ASSIGNMENT: Find how many lines in the material contain "every"; your answer should be that number alone.

DATA TO PROCESS:
= = = = =

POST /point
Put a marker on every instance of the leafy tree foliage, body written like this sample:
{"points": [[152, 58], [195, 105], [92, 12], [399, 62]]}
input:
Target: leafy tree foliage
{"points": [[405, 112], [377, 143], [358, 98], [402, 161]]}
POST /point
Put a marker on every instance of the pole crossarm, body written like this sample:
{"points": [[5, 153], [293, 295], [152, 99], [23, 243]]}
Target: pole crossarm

= = = = =

ANSWER FOR THIS EXERCISE: 2